THE REQUEST: Copy out every one of the records below word for word, in the same order.

DATASET EXTRACT:
================
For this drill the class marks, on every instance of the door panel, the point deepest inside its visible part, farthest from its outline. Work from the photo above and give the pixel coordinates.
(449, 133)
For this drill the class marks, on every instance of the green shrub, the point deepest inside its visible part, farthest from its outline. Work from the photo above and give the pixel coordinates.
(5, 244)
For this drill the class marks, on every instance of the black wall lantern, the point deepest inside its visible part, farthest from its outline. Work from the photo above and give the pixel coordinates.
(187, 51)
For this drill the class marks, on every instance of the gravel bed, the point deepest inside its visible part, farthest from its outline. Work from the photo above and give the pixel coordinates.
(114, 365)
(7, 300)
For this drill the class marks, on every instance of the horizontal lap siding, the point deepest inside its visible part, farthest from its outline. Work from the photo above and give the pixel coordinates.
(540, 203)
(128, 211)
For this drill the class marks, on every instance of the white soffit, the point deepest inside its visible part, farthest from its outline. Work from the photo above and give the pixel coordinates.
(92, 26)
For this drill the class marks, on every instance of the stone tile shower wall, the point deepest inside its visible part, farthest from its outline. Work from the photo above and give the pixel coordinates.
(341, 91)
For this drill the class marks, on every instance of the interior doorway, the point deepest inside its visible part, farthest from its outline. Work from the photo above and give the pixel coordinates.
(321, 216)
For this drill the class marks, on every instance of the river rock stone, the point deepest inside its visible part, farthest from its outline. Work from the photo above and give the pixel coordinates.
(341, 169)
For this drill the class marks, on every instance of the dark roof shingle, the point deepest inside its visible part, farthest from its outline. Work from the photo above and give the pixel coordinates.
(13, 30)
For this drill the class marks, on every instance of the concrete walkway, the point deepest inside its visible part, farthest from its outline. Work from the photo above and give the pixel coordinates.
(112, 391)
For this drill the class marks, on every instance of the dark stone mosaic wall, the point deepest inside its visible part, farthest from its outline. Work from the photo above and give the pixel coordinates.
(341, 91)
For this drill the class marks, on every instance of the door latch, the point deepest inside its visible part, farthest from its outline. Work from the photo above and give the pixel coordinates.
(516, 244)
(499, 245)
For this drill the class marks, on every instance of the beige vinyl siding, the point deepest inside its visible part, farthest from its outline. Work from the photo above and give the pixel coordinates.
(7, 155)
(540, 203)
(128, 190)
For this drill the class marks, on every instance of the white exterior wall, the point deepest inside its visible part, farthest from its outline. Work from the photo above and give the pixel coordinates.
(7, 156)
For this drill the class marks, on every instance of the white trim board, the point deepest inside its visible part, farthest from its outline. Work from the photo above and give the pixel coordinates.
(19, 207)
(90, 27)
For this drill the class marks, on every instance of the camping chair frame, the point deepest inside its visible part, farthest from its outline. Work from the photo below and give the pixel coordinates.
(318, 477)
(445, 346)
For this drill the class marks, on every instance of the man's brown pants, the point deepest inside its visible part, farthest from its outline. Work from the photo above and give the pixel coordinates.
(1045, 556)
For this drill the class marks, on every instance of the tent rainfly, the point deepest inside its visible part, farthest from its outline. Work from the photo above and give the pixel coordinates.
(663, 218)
================
TASK RESULT:
For this drill the class marks, on every instance of the door panel, the point deepest inside its visible part, farthest from its outline. Work from the photo above and give the pixel coordinates.
(449, 133)
For this drill the class marks, on every instance of the green shrub, the point deepest inside its visible part, farthest from its outline. Work from the photo above and give the pixel coordinates.
(5, 244)
For this drill the class marks, on every instance of the black wall lantern, the point deepest inside its visible part, farthest from its outline. Work from the photo above and give the pixel coordinates.
(187, 51)
For this drill the class marks, on every instance of the gravel bed, the point deepest inside its visible part, farthest from its outline. Work from the photo above and give the pixel coordinates.
(114, 365)
(7, 300)
For this drill the class marks, on every instance of the horizontal lap siding, the point deepest inside its visible part, farthest from its outline. Work from the photo above and give the pixel coordinates.
(540, 203)
(128, 211)
For this drill the class marks, on every instance of the white soffit, the point deepest inside its visible part, farthest from its outline. Work from the photo above and give the pixel coordinates.
(92, 26)
For this drill the class marks, on every instance of the stone tile shower wall, the point deepest inside its visible part, farthest from its outline. Work from the photo above and give the pixel coordinates.
(341, 91)
For this drill the class marks, on every instance of the interior doorway, the point deepest inside its visible part, farthest from its outline. Work from the photo above and give the pixel coordinates.
(321, 216)
For this drill the class marks, on every instance of the river rock stone, the point deepest inside its visible part, farthest from its outline. Work from the photo above and give the pixel coordinates.
(341, 169)
For this drill the class marks, on every instance of the dark roof shingle, the point deepest inside its visible part, farthest from its outline. Work from the photo above and give the pixel coordinates.
(13, 30)
For this drill the class marks, on every instance of the concrete walkway, the point deepest inside its visible part, farthest from its outline. Work from the photo above and give the pixel coordinates.
(112, 391)
For this drill the class marks, on every instance of the dark stone mosaic wall, the point deepest inside its visible part, farthest from its outline. Work from the photo above and give the pixel coordinates.
(341, 91)
For this drill the class marks, on every instance of the door latch, the point deepest inside its visible part, farthest from its outline. Work from the photo above and give the pixel coordinates.
(516, 244)
(499, 245)
For this drill the class marks, on every instance of the beige vinyl siding, the point deepest inside its visible part, farthest from its outline. Work from the photo above and give the pixel coordinates.
(7, 155)
(540, 203)
(128, 190)
For this drill the class marks, on every instance of the white exterior wall, the point deepest inside its visible part, farthest from its outline. Work from the photo above and give the pixel coordinates.
(7, 156)
For this drill the class marks, on every instance of the white trim board, the point deepest inside its visible part, farthest from its outline. Work from the photo above and give the pixel coordinates.
(19, 207)
(90, 27)
For this drill the class marks, on every instance of the camping chair frame, the point deepest inside its visible part, farthest from its outline. Work from the photo below and give the pixel coordinates.
(318, 477)
(445, 346)
For this drill the class marks, on every instance of the man's brown pants, the point deepest inside its visible part, farthest from its outline. Work from the photo above and give the pixel coordinates.
(1045, 556)
For this drill the class marks, on every instance of the tent rainfly, the point deepest inside its visible part, farthest from its outline. Work from the photo above and give the pixel coordinates.
(663, 218)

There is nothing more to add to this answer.